**Study questions**.
a) Reproduce the passage of the Gulf War Syndrome text between "Philadelphia, Pennsylvania" and "a cause of Gulf War Syndrome.", inclusive.
b) According to the Gulf War Syndrome text, about how many armor-piercing rounds containing depleted uranium did U.S. and British forces use during Operation Desert Storm?

Philadelphia, Pennsylvania

Gulf War Syndrome
Two recent articles in the national and local press have taken up the discussion of the cause of Gulf War Syndrome, and the associated cover-up by the Department of Defense. Of the 700,000 U.S. troops sent to the Persian Gulf, more than 110,000 vets have registered with federal agencies as suffering from Gulf War Syndrome.

Symptoms include fatigue, skin rashes, muscle and joint pains, headaches and memory loss, gastrointestinal and respiratory problems. In the August 2, 1997 Atlanta Journal/Constitution a top Pentagon official stated that the Pentagon is investigating exposure to depleted uranium as a cause of Gulf War Syndrome.

U.S. and British forces used about 1 million rounds of armor-piercing shells containing depleted uranium during Operation Desert Storm. This is the first time that this toxic heavy metal, 1.6 times denser than lead, has been used in warfare. Depleted uranium was also used to construct the M1A1 tanks used by U.S. troops. The article cites a 1990 study which found that "short-term effects of high doses of depleted uranium can result in death, while long-term effects of low doses have been implicated in cancer."

When shells containing depleted uranium explode, some of the uranium aerosolizes, increasing the risk of exposure through inhalation. While the army was aware of the danger, officers failed to warn or train the exposed soldiers, or to take any precautions.

Readers of the Militant may also be interested to read an article entitled "The Gulf War Within," which appears in the August 1997 issue of Discover magazine. The article explores evidence for exposure to a mixture of toxic chemicals as the cause of Gulf War Syndrome.

**Records provided**.

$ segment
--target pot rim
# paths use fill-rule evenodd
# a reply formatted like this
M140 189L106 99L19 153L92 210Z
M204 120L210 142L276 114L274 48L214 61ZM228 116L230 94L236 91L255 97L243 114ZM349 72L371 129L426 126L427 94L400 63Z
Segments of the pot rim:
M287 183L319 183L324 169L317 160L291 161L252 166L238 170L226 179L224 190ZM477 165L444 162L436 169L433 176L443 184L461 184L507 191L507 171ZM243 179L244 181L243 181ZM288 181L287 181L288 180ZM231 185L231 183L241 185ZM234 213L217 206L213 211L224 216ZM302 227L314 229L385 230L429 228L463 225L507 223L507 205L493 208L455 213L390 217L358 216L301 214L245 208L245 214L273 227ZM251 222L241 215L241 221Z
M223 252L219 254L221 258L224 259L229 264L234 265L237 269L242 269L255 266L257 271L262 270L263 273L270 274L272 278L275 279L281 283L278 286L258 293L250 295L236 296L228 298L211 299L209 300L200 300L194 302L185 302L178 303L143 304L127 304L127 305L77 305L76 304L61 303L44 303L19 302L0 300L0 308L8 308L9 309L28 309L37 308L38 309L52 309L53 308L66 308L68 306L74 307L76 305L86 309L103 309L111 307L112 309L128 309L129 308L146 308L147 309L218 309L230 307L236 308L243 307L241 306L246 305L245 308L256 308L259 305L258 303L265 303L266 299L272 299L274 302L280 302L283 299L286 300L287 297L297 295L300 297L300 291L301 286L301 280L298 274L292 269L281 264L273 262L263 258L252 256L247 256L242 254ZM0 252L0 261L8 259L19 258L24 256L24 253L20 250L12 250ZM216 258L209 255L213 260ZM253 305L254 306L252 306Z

**Outputs in order**.
a)
Philadelphia, Pennsylvania

Gulf War Syndrome
Two recent articles in the national and local press have taken up the discussion of the cause of Gulf War Syndrome, and the associated cover-up by the Department of Defense. Of the 700,000 U.S. troops sent to the Persian Gulf, more than 110,000 vets have registered with federal agencies as suffering from Gulf War Syndrome.

Symptoms include fatigue, skin rashes, muscle and joint pains, headaches and memory loss, gastrointestinal and respiratory problems. In the August 2, 1997 Atlanta Journal/Constitution a top Pentagon official stated that the Pentagon is investigating exposure to depleted uranium as a cause of Gulf War Syndrome.

b) About 1 million rounds.